▸ Aim:
Revise the items below so that each "photograph" becomes "image" and every other character stays the same, and omit the pictures from your answer.

========

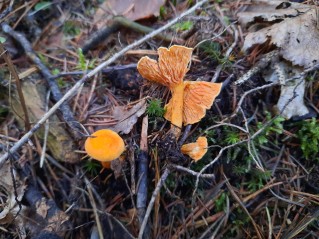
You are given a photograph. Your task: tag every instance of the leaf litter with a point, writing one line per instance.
(189, 204)
(296, 38)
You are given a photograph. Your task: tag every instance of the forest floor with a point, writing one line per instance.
(69, 68)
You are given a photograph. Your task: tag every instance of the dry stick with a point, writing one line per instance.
(56, 93)
(151, 203)
(119, 22)
(228, 52)
(18, 84)
(93, 203)
(143, 29)
(73, 90)
(191, 172)
(142, 175)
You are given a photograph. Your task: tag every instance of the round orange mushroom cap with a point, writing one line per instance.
(196, 150)
(104, 145)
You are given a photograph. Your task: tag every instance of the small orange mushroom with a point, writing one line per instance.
(195, 150)
(190, 99)
(104, 145)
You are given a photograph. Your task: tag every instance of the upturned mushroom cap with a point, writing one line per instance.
(171, 67)
(196, 150)
(198, 97)
(104, 145)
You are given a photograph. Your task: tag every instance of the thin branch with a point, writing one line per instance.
(150, 205)
(55, 90)
(74, 89)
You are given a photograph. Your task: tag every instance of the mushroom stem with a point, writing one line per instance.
(177, 110)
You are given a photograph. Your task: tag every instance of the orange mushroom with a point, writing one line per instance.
(195, 150)
(190, 99)
(104, 145)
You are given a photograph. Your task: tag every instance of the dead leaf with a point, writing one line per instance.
(131, 9)
(296, 36)
(127, 116)
(9, 206)
(269, 11)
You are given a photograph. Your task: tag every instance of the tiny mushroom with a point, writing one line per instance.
(104, 145)
(190, 99)
(196, 150)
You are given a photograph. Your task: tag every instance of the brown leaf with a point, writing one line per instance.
(297, 36)
(127, 117)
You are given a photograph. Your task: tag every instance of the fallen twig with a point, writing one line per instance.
(55, 91)
(119, 22)
(73, 90)
(142, 174)
(151, 203)
(14, 73)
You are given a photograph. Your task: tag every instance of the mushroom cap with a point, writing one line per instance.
(171, 67)
(198, 97)
(104, 145)
(195, 150)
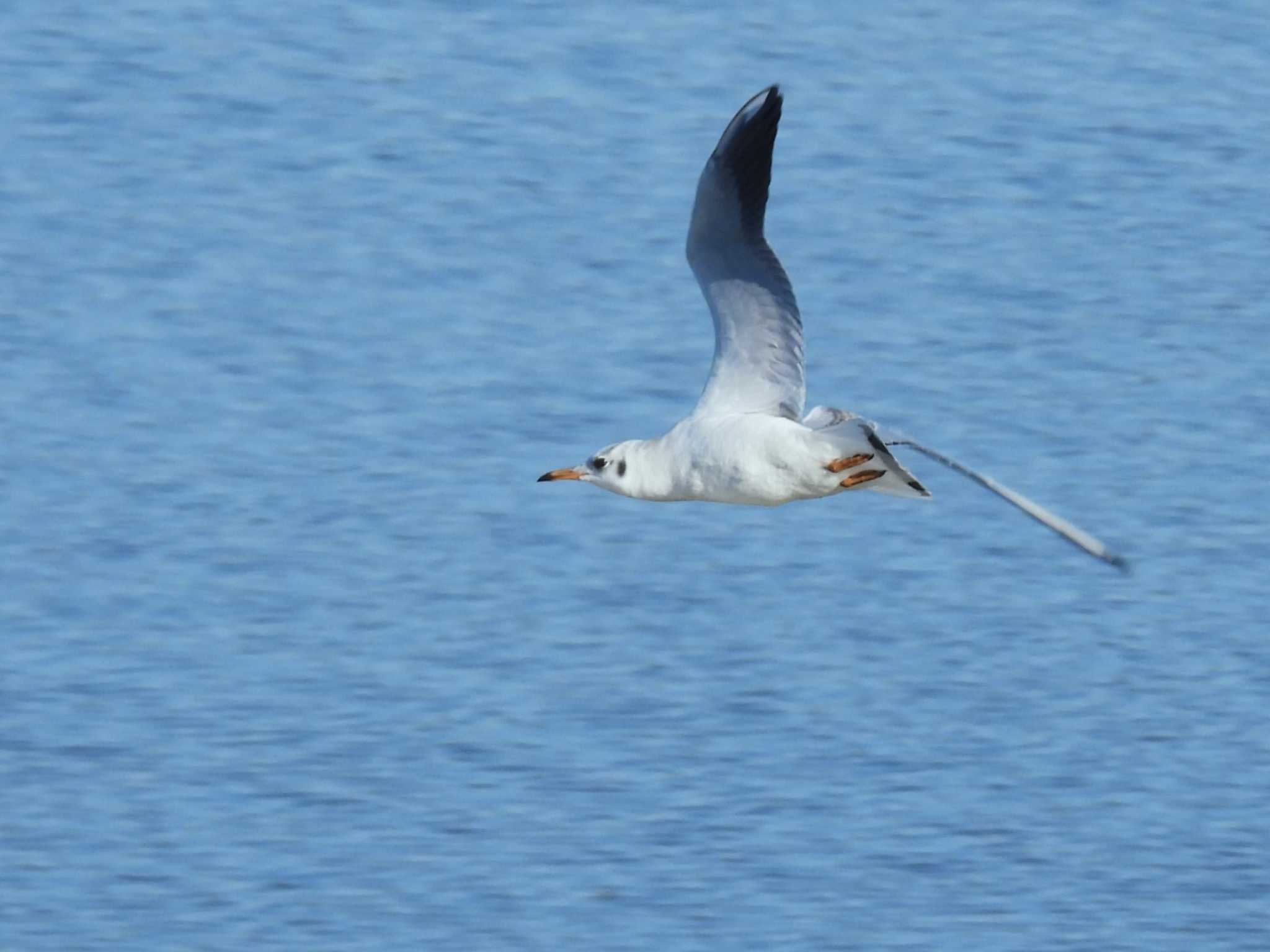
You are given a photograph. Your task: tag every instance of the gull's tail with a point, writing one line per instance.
(854, 433)
(1075, 535)
(900, 482)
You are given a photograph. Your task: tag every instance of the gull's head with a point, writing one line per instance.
(609, 469)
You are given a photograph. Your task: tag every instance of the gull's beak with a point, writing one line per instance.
(573, 472)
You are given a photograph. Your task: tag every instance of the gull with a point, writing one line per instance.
(747, 441)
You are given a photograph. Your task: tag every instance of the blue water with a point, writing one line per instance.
(298, 301)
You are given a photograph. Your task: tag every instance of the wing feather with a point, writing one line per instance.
(758, 333)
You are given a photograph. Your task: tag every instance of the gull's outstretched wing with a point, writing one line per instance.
(1075, 535)
(758, 334)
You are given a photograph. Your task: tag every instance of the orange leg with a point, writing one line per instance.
(846, 464)
(858, 479)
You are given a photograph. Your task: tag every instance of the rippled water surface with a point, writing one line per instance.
(296, 302)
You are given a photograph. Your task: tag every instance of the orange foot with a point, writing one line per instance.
(858, 479)
(846, 464)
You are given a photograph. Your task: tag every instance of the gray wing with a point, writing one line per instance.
(758, 334)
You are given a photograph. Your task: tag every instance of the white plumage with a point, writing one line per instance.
(747, 439)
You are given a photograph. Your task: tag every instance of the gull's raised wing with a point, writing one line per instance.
(758, 334)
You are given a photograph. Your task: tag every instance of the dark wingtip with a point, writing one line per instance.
(746, 149)
(1118, 562)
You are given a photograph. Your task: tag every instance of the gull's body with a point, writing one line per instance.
(747, 439)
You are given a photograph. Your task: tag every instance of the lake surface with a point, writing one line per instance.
(298, 301)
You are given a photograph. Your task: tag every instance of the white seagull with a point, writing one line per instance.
(747, 439)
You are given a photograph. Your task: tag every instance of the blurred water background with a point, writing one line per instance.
(296, 302)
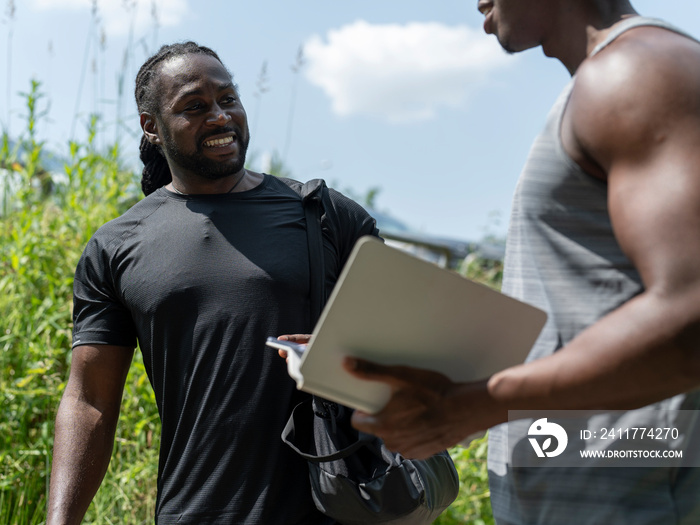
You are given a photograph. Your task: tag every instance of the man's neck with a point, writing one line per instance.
(581, 28)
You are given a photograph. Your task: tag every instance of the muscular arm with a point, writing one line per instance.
(85, 425)
(634, 120)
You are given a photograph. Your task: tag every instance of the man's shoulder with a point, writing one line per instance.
(117, 229)
(639, 56)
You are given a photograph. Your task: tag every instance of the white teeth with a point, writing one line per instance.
(219, 142)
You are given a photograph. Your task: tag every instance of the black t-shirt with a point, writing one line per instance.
(201, 281)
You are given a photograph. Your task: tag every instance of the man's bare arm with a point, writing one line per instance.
(85, 426)
(638, 120)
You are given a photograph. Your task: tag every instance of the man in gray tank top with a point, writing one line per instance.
(604, 236)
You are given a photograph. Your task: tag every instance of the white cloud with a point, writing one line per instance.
(117, 15)
(400, 72)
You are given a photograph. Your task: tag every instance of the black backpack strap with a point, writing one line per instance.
(311, 194)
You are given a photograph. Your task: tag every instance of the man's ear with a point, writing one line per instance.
(150, 128)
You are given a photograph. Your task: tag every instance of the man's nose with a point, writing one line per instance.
(218, 116)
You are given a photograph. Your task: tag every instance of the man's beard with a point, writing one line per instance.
(203, 166)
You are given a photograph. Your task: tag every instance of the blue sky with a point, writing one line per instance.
(403, 95)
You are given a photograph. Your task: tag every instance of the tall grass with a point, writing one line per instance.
(45, 221)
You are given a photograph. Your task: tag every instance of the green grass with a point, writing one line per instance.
(44, 225)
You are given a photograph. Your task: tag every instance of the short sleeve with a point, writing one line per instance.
(99, 317)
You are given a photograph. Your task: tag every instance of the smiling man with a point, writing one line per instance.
(604, 236)
(199, 273)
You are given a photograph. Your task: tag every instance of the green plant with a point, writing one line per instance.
(46, 221)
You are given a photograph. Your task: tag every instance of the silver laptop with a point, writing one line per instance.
(393, 308)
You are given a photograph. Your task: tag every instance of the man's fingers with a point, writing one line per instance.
(296, 338)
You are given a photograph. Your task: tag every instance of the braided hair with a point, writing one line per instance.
(156, 172)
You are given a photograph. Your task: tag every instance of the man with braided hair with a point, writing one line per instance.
(199, 273)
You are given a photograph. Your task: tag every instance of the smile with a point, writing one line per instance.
(485, 8)
(214, 143)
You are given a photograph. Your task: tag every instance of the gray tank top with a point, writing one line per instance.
(562, 256)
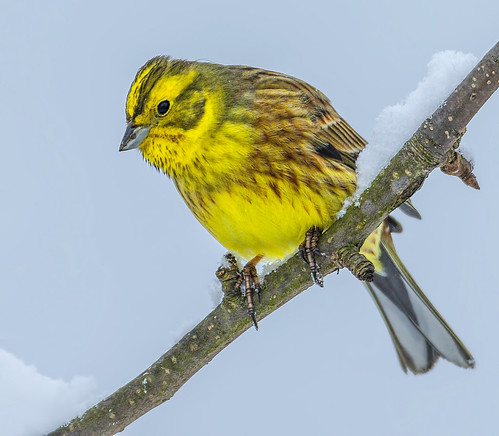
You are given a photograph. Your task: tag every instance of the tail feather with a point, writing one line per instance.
(418, 331)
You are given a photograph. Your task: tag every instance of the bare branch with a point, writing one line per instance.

========

▸ Result:
You are given a image. Your task: tag every instance of the leaf litter with a point, writing one line per instance.
(189, 204)
(296, 38)
You are given a image. Your task: tag every instance of the forest floor with a point, writing one line per instance.
(69, 68)
You are given a image. Your task: tag every instance of the dry stick with a point, writing one line per instance.
(56, 93)
(151, 203)
(119, 22)
(228, 52)
(18, 84)
(93, 203)
(143, 29)
(73, 90)
(191, 172)
(142, 175)
You are given a image. Your task: tag every instance of the round orange mushroom cap with a point, writing one line per instance.
(196, 150)
(104, 145)
You are given a image. Your task: tag every instance of the small orange mushroom with a point, writing one line per instance.
(195, 150)
(190, 99)
(104, 145)
You are given a image. Your task: tag every instance of the upturned mushroom cap with a point, writing one line per instance.
(171, 67)
(196, 150)
(198, 97)
(104, 145)
You are given a image. Your task: tag every instance of the thin branch with a point, writing one line per instance.
(150, 205)
(55, 90)
(74, 89)
You are given a image. Your task: tag every instance of the mushroom stem with a point, writing one line per instance.
(177, 110)
You are given a image. Your task: tag every instance of the orange mushroom with a point, writing one line per instance.
(195, 150)
(190, 99)
(104, 145)
You are given a image. Your task: tag every instance of the dead leaf with a point, writing one line per instance.
(131, 9)
(296, 36)
(127, 116)
(9, 206)
(269, 11)
You are given a image. Your task: tag every instance of the tiny mushroom with a point, writing one line per instance.
(104, 145)
(190, 99)
(196, 150)
You are given a image. Your task: tag every instance of the brown leaf with a point, writing one line per instance.
(297, 36)
(127, 117)
You are given a image. Your task: tag every instance of the fallen twig with a point, writing one line per instance.
(55, 91)
(119, 22)
(73, 90)
(142, 174)
(151, 203)
(14, 73)
You are given a image. Your task: tag every instance of the mushroom cap with a point, writing one line per instance.
(171, 67)
(198, 97)
(104, 145)
(195, 150)
You are given a image. Your task: tag every instance of the gull's tail with a point, writing one line per instance.
(854, 433)
(1075, 535)
(900, 482)
You are given a image. Your task: tag every instance of the gull's head with a point, writing one line per instance.
(609, 469)
You are given a image. Your task: tag every instance of the gull's beak with a point, writing one line per instance.
(573, 472)
You are given a image. Your task: tag every instance of the gull with a point, writing one line per instance.
(747, 441)
You are given a image. Your task: tag every instance of the blue water with a point, writing one line per instance.
(298, 301)
You are given a image. Your task: tag every instance of the wing feather with a point, writing one line per instance.
(758, 333)
You are given a image. Your task: tag every instance of the gull's outstretched wing with a point, writing one line per instance.
(1075, 535)
(758, 334)
You are given a image. Your task: tag every instance of the orange leg with a point, writing one line per instance.
(846, 464)
(858, 479)
You are given a image. Your task: tag every instance of the rippled water surface with a point, writing one line per instance.
(296, 302)
You are given a image. Your task: tag every instance of the orange foot with a point, writing one line per instance.
(858, 479)
(846, 464)
You are given a image. Your task: tag every instance of the gray wing with a point, writing one line per instance.
(758, 334)
You are given a image. Your task: tag every instance of the white plumage with a point, writing one line per instance.
(747, 439)
You are given a image. Your task: tag every instance of the gull's raised wing with a point, writing one line per instance.
(758, 334)
You are given a image. Your task: tag every instance of the dark wingtip with a point, writing one line per instance.
(746, 149)
(1118, 562)
You are given a image. Your task: tag every instance of the gull's body with a point, writing one line per instance.
(747, 439)
You are given a image. Your task: tag every instance of the lake surface with a point, writing one line per instance.
(298, 301)
You are given a image. Your task: tag every instance of the white seagull with a point, writing one line per instance.
(747, 439)
You are given a image. Your task: tag every instance of the blurred water background with a point, writing one line per instance.
(296, 302)
You are given a image. Your task: tag every instance of the man's neck with a point, writing one line per instance.
(581, 28)
You are given a image. Your task: tag every instance of the muscular arm with a point, writing one line per instance.
(85, 425)
(634, 120)
You are given a image. Your task: tag every instance of the man's shoulder with a point, writing one line per instance.
(117, 229)
(639, 56)
You are given a image. Your task: tag every instance of the white teeth with a point, writing one line per instance.
(219, 142)
You are given a image. Your task: tag every instance of the black t-shirt with a point, writing one line per instance.
(201, 281)
You are given a image. Your task: tag every instance of the man's bare arm with a point, writing one line per instance.
(85, 426)
(638, 120)
You are given a image. Your task: tag every instance of the man in gray tank top with a point, writing one line per instance.
(604, 236)
You are given a image. Your task: tag every instance of the white cloud with a point, writing one line per instance.
(117, 15)
(400, 72)
You are given a image. Your task: tag every instance of the black backpack strap with a point, writing one line per instance.
(311, 194)
You are given a image. Your task: tag every instance of the man's ear with a point, writing one line per instance.
(150, 128)
You are given a image. Your task: tag every instance of the man's nose with a point, writing one line per instance.
(218, 116)
You are given a image. Your task: tag every instance of the man's beard with a point, writing one line per instance.
(203, 166)
You are given a image. Your task: tag every instance of the blue sky with a point, writing one line per instance.
(403, 95)
You are given a image. Your task: tag every instance of the tall grass with a point, writing one line per instance.
(45, 221)
You are given a image. Your task: tag every instance of the green grass with a point, writing one line per instance.
(44, 225)
You are given a image. Your task: tag every instance of the short sleeve with a point, writing one line per instance.
(99, 317)
You are given a image. Your task: tag every instance of the smiling man with a point, writing one line per instance.
(604, 236)
(199, 273)
You are given a image. Your task: tag every instance of the green plant with a point, writing one line per instance.
(46, 221)
You are given a image. Your task: tag every instance of the silver laptop with a point, writing one line per instance.
(393, 308)
You are given a image. Your task: tag every instance of the man's fingers with a point, writing one line per instance.
(296, 338)
You are given a image. Your task: tag every instance of the braided hair with a point, writing one line per instance.
(156, 172)
You are given a image. Your task: tag every instance of the man with braided hair with a point, writing one line per instance.
(199, 273)
You are given a image. Your task: tag every instance of the smile with a point, writing one line per instance.
(485, 8)
(214, 143)
You are given a image. Your task: tag every instance of the gray tank top with a point, writing one line per instance.
(562, 256)
You are given a image. Your task: tag every instance of the tail feather with a point, writing one line per instance.
(418, 331)
You are given a image. Your task: tag every instance of the bare branch with a point, writing one line per instance.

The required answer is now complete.